▸ Aufgaben
[1] Nenne alle Bibelstellen, auf die der Textauszug über das ewige Leben verweist. Führe jede Stelle nur einmal auf.
[2] Beantworte anhand des Textauszugs über das ewige Leben:
(a) Welche Bibelstelle wird dafür angeführt, dass Gott das ewige Leben vor ewigen Zeiten verheißen hat?
(b) Was ist laut dem Textauszug größer als die Gabe?
(c) Was bezeichnet das Wort Leben, wenn es im aktiven Sinn gebraucht wird?
[3] Setze den Textauszug über das ewige Leben nach seinem letzten Satz fort.

══ Textauszug ══

Die Schrift zeigt zwar zweifellos, dass das ewige Leben untrennbar mit seiner Person verbunden ist, doch sie unterscheidet gleichzeitig sorgfältig zwischen dem, was Er in sich selbst ist, und dem, was Er uns verleiht. „Er ist der wahrhaftige Gott und das ewige Leben“ (1Joh 5,20). Nur von Ihm kann gesagt werden, dass Er das ewige Leben ist. Wir haben das ewige Leben, indem wir Ihn haben; wir sind es nicht.
In Johannes 10,28 spricht Er davon, dass Er ewiges Leben gibt, und der Geber ist wahrlich größer als die Gabe. Niemand Geringeres als der Sohn Gottes kann eine solche Gabe verleihen. Verleiht Er seine eigene göttliche Herrlichkeit? Ganz gewiss nicht. In Johannes 1 wird die volle Herrlichkeit seiner Person verkündet, das heißt das, was immer von Ihm wahr war, bevor Er Mensch wurde. Johannes sagt:
-
Joh 1,4: In ihm war Leben.
-
1Joh 5,11: Dieses Leben ist in seinem Sohn.
Was bedeutet „ewiges Leben“?
Was meinte Gott nun, als Er vor ewigen Zeiten das ewige Leben verheißen hat (Tit 1,2)? Was meinte der Herr, als Er davon sprach, dass Er seinen Schafen ewiges Leben gibt (Joh 10,28)? Was meinen wir, wenn wir sagen, dass wir ewiges Leben haben? Ich habe oft Menschen gefragt: „Ihr sagt, dass ihr ewiges Leben habt; was habt ihr empfangen?“ Die Antwort zeigt im Allgemeinen, wie wenig die Menschen über die Natur und das Wesen ihres Besitzes nachgedacht haben und wie wenig sie den Charakter der Gabe verstehen. Sie wissen oft kaum mehr, als dass der Gläubige ewiges Leben hat – so wie die Schrift es sagt – und dass dieses Leben ewig währt und nie verlorengehen kann. Sie wissen kaum mehr, als dass der Gläubige ewige Sicherheit hat, oder allenfalls, dass der Seele eine neue Natur oder eine neue Quelle des Lebens verliehen worden ist.
Wenn wir diese Fragen betrachten, müssen wir bedenken, dass das Wort Leben in verschiedenen Bedeutungen verwendet wird:
- Es wird verwendet, um das Lebensprinzip auszudrücken, durch das ein Wesen lebt: Leben ist das, wodurch ein Geschöpf die Stellung genießt, in die es versetzt worden ist.[8]
- Es wird auch verwendet, um die Bedingungen zu bezeichnen, unter denen ein Wesen lebt: die Beziehungen, die Gegenstände, die Bestrebungen und die Sphäre, die seine Existenz kennzeichnen. Das ist Leben im aktiven Sinn.[9]
Das bedeutet:
- Subjektiv gesehen ist das Leben das, wodurch ein Wesen lebt.

═══
══ Vorliegende Daten ══

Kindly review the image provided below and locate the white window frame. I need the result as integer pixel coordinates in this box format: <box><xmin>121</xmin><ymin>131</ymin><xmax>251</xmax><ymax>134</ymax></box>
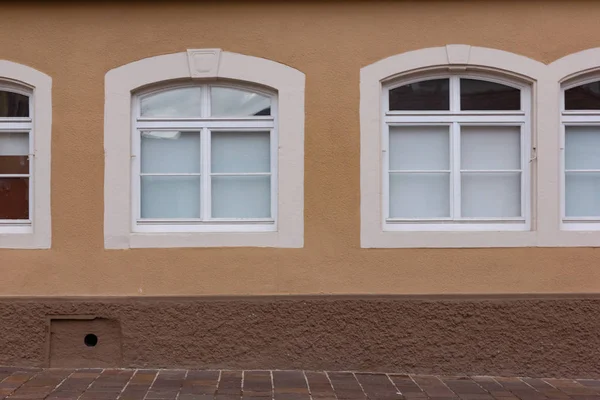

═══

▸ Lösungen
[1]
1Joh 5,20
Joh 10,28
Joh 1,4
1Joh 5,11
Tit 1,2

[2]
(a) Tit 1,2
(b) Der Geber
(c) Die Bedingungen, unter denen ein Wesen lebt: die Beziehungen, die Gegenstände, die Bestrebungen und die Sphäre, die seine Existenz kennzeichnen.

[3]
- Objektiv gesehen ist das Leben das, worin das Wesen lebt.
In der Heiligen Schrift umfasst das Wort diese beiden Aspekte des Lebens.
Unterschiedliche Phasen des ewigen Lebens
Das ewige Leben wird im Wort Gottes in verschiedenen Phasen dargestellt, und was für den einen Aspekt gesagt werden kann, kann für den anderen Aspekt nicht gesagt werden. Wenn jemand über das ewige Leben spricht, ist es deshalb wichtig, zu berücksichtigen, unter welchem Gesichtspunkt er das Thema betrachtet:
- Der Geist Gottes betrachtet das ewige Leben in den Schriften des Apostels Paulus als einen zukünftigen Zustand, auf den wir noch hoffen. So gesehen kann man wirklich sagen, dass wir das ewige Leben noch nicht besitzen; wir werden ermahnt, es zu „ergreifen“ (1Tim 6,12).
- Aber in den Schriften des Apostels Johannes wird das ewige Leben in seinen wesentlichen und charakteristischen Merkmalen als etwas betrachtet, was für den Gläubigen gegenwärtig ist. So gesehen heißt es, dass wir es haben: „Wer an den Sohn glaubt, hat ewiges Leben“ (Joh 3,36).
Der Sohn Gottes ist gekommen, um anderen dieses Leben zu geben. Er gibt seinen Schafen ewiges Leben: „Ich bin gekommen, damit sie Leben haben und es in Überfluss haben“ [Joh 10,10].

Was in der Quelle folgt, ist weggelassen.